Roger Suffling for Roger and Petra Suffling
Re: Bill 23, More Homes Built Faster Act, 2022
Dear Mr. Ford,
We write to you in deep concern about the intent, contents, and efficacy of Bill 23 that is currently being rushed through the legislature. These are just some of our specific concerns:
Bill 23 weakens the Conservation Authorities. Ontario’s CAs have an enviable record of
preventing flood damage by reserving flood-plain lands from development. They also play a vital role in providing lands for recreation that Ontario’s growing population needs very much.
Bill 23 allows housing construction on flood plains. How will these buildings in the flood plain areas be protected? Will the residents’ and landlords’ properties be insurable? Even if such developments are adequately protected by dikes etc., where will flood waters go? Such land use will impede flood level flows, thus increasing the risk of death and economic loss to upstream residents and businesses.
Bill 23 will allow draining and building on wetlands. Sixty-eight per cent of the original wetland area in southern Ontario had been lost lost by the early 1980s, with an additional 4 per cent destroyed since (Ontario Biodiversity Council, 2010). In the Greater Toronto Area and the agricultural southwest, over 85 per cent of wetlands have already been lost. We must retain remaining wetlands for soil stabilization, flood mitigation, providing vital wildlife habitat,
improving water quality, and providing recreational opportunities. Thus, Bill 23 is bad policy.
Bill 23 enables sale of public conservation lands for development. Many of these properties were placed with the government as a sacred, public trust that must not be betrayed.
Bill 23 will slash large holes in the greenbelt. Controlling sprawl is an essential strategy to lessen the cost of infrastructure, to minimise greenhouse gas emissions, to ensure a local food supply in an era of global uncertainty, and to maintain Ontarians’ quality of life. Much of the Greenbelt swaps proposed involve already protected land. Premier, you have made public commitments not to damage the Greenbelt, but this is a shell-game!
Bill 23 curtails our right as citizens to appeal land use change decisions. Under the Bill, the rights of special interest groups such as developers and land speculators are not encumbered in this
way Thus, the Bill is as fundamentally undemocratic as, say, misusing the “Notwithstanding
Bill 23 weakens green building standards in an era of global warming, when ameliorative actions (like constructing green buildings) are desperately needed.
Bill 23 caps resources put to affordable housing at a low level when poverty is increasing in our province. We also desperately need “missing middle” housing within cities that is not encouraged under the Bill.
Bill 23 reduces development fees currently paid by developers, so that taxpayers will have to foot the bill for housing infrastructure, like sewers and access roads. I am sure, as a Conservative, that you understand the need for the user to pay the bills.

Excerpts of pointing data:
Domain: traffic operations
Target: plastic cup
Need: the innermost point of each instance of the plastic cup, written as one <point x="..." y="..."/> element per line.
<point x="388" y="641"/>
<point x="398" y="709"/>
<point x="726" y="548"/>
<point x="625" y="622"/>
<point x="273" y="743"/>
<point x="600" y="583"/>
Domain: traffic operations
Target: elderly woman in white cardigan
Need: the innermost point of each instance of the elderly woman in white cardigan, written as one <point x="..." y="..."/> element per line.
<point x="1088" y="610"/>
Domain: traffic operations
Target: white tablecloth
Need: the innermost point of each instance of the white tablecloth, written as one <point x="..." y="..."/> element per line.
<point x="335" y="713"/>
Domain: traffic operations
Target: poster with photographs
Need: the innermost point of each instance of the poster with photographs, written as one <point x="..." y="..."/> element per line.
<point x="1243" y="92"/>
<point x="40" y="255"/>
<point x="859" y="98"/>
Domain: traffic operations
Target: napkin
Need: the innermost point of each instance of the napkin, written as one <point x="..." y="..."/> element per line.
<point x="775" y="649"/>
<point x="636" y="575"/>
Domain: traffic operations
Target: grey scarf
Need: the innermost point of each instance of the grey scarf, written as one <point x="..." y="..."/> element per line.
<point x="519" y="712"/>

* **WHAT TO WORK ON**:
- A) List the purposes for which the letter about Bill 23 says the remaining wetlands must be retained.
- B) Show every line of the rows that contains the string "grey", treating uppercase and lowercase as different.

* **FINAL RESULTS**:
- A)
soil stabilization
flood mitigation
providing vital wildlife habitat
improving water quality
providing recreational opportunities

- B)
Target: grey scarf
Need: the innermost point of each instance of the grey scarf, written as one <point x="..." y="..."/> element per line.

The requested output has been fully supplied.